Saved data entries:
:::

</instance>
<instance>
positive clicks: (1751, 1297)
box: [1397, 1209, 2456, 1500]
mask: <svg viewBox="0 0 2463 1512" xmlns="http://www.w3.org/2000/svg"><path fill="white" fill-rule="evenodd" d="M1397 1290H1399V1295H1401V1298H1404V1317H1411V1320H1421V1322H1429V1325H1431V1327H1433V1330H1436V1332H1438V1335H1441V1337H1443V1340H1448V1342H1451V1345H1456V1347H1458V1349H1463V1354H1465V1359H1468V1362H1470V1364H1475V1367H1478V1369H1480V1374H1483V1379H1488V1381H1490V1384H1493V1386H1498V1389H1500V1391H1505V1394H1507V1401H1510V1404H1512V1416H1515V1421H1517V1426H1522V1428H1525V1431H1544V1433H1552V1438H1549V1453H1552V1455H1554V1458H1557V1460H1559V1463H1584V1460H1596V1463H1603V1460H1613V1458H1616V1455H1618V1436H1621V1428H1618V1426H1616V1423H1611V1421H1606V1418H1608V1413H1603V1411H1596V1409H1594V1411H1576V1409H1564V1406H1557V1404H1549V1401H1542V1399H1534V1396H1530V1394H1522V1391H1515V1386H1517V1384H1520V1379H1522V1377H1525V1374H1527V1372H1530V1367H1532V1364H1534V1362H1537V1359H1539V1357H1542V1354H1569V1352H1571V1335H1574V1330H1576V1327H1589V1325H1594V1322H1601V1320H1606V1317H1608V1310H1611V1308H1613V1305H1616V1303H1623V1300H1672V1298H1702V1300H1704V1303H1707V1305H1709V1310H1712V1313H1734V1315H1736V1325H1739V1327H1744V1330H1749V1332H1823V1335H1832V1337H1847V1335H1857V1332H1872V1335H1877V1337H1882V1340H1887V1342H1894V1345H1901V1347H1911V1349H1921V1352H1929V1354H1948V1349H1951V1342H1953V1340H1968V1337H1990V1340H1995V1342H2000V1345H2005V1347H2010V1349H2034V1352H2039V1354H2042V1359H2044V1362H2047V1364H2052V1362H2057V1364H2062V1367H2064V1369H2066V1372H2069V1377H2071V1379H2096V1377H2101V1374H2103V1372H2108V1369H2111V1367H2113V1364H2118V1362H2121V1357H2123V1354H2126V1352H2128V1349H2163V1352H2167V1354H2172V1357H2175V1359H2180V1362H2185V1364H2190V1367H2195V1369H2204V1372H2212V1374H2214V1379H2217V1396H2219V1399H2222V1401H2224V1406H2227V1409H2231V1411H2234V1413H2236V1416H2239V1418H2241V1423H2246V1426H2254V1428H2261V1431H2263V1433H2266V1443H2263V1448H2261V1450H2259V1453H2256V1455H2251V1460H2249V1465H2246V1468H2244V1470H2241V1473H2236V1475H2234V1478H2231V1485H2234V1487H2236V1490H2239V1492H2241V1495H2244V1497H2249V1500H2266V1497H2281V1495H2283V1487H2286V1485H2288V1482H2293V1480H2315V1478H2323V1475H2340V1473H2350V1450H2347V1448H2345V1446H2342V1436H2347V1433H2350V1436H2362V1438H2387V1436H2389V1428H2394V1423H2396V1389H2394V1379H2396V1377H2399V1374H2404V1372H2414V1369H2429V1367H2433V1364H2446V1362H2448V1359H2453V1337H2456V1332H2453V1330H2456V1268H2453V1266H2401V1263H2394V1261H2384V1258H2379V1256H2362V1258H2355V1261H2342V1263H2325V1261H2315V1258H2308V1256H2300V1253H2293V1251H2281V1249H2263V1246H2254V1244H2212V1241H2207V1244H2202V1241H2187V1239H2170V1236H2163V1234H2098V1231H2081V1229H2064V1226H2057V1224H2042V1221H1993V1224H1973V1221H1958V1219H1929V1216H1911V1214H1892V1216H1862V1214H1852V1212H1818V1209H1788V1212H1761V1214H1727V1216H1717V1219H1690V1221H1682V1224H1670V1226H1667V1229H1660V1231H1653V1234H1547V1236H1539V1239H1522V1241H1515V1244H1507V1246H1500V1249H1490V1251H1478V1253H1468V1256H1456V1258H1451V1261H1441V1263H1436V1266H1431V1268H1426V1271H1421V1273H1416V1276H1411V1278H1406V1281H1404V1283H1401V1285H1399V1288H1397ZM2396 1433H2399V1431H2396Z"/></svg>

:::

__Try it__. Please change "positive clicks" to "foreground clicks" throughout the material above, leaving everything else as it is.

__Answer section__.
</instance>
<instance>
foreground clicks: (1751, 1297)
box: [1397, 1209, 2456, 1500]
mask: <svg viewBox="0 0 2463 1512" xmlns="http://www.w3.org/2000/svg"><path fill="white" fill-rule="evenodd" d="M1397 1290H1399V1295H1401V1298H1404V1317H1411V1320H1421V1322H1429V1325H1431V1327H1433V1330H1436V1332H1438V1335H1441V1337H1443V1340H1448V1342H1451V1345H1456V1347H1458V1349H1463V1354H1465V1359H1468V1362H1470V1364H1475V1367H1478V1369H1480V1374H1483V1379H1488V1381H1490V1384H1493V1386H1498V1389H1500V1391H1505V1394H1507V1401H1510V1404H1512V1416H1515V1421H1517V1426H1522V1428H1525V1431H1544V1433H1552V1438H1549V1453H1552V1455H1554V1458H1557V1460H1559V1463H1584V1460H1596V1463H1603V1460H1613V1458H1616V1455H1618V1436H1621V1428H1618V1426H1616V1423H1611V1421H1606V1418H1608V1413H1603V1411H1596V1409H1594V1411H1576V1409H1564V1406H1557V1404H1549V1401H1542V1399H1534V1396H1530V1394H1522V1391H1515V1386H1517V1384H1520V1379H1522V1377H1525V1374H1527V1372H1530V1367H1532V1364H1534V1362H1537V1359H1539V1357H1542V1354H1569V1352H1571V1335H1574V1330H1576V1327H1589V1325H1594V1322H1601V1320H1606V1317H1608V1310H1611V1308H1613V1305H1616V1303H1623V1300H1672V1298H1702V1300H1704V1303H1707V1305H1709V1310H1712V1313H1734V1315H1736V1325H1739V1327H1744V1330H1749V1332H1823V1335H1832V1337H1847V1335H1857V1332H1872V1335H1877V1337H1882V1340H1887V1342H1894V1345H1901V1347H1911V1349H1921V1352H1929V1354H1948V1349H1951V1342H1953V1340H1968V1337H1990V1340H1995V1342H2000V1345H2005V1347H2010V1349H2034V1352H2039V1354H2042V1359H2044V1362H2047V1364H2052V1362H2057V1364H2062V1367H2064V1369H2066V1372H2069V1377H2071V1379H2096V1377H2101V1374H2103V1372H2108V1369H2111V1367H2113V1364H2118V1362H2121V1357H2123V1354H2126V1352H2128V1349H2163V1352H2167V1354H2172V1357H2175V1359H2180V1362H2185V1364H2190V1367H2195V1369H2204V1372H2212V1374H2214V1379H2217V1396H2219V1399H2222V1401H2224V1406H2227V1409H2231V1411H2234V1413H2236V1416H2239V1418H2241V1423H2246V1426H2254V1428H2261V1431H2263V1433H2266V1443H2263V1448H2261V1450H2259V1453H2256V1455H2251V1460H2249V1465H2246V1468H2244V1470H2241V1473H2236V1475H2234V1478H2231V1485H2234V1487H2236V1490H2239V1492H2241V1495H2244V1497H2249V1500H2266V1497H2281V1495H2283V1487H2286V1485H2288V1482H2293V1480H2315V1478H2323V1475H2340V1473H2350V1450H2347V1448H2345V1446H2342V1436H2347V1433H2350V1436H2362V1438H2387V1436H2389V1428H2394V1423H2396V1389H2394V1379H2396V1377H2399V1374H2404V1372H2414V1369H2429V1367H2433V1364H2446V1362H2448V1359H2453V1337H2456V1332H2453V1330H2456V1268H2453V1266H2401V1263H2394V1261H2384V1258H2379V1256H2362V1258H2355V1261H2342V1263H2325V1261H2315V1258H2308V1256H2300V1253H2293V1251H2281V1249H2263V1246H2254V1244H2212V1241H2207V1244H2202V1241H2187V1239H2170V1236H2163V1234H2098V1231H2081V1229H2064V1226H2057V1224H2042V1221H1993V1224H1973V1221H1958V1219H1929V1216H1911V1214H1892V1216H1862V1214H1852V1212H1818V1209H1788V1212H1761V1214H1727V1216H1717V1219H1690V1221H1682V1224H1670V1226H1667V1229H1660V1231H1653V1234H1547V1236H1539V1239H1522V1241H1515V1244H1507V1246H1500V1249H1490V1251H1478V1253H1468V1256H1456V1258H1451V1261H1441V1263H1436V1266H1431V1268H1426V1271H1421V1273H1416V1276H1411V1278H1406V1281H1404V1283H1401V1285H1399V1288H1397ZM2396 1433H2399V1431H2396Z"/></svg>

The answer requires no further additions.